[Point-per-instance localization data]
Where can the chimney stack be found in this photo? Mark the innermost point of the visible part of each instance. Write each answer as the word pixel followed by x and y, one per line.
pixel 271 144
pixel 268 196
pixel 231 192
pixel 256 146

* WHAT THIS TASK INVOLVES
Word for word, write out every record.

* TASK SOLUTION
Where can the chimney stack be found in this photo? Mark the innermost point of the visible part of each instance. Write each answer as the word pixel followed by x and y, one per line.
pixel 271 144
pixel 268 196
pixel 231 192
pixel 256 146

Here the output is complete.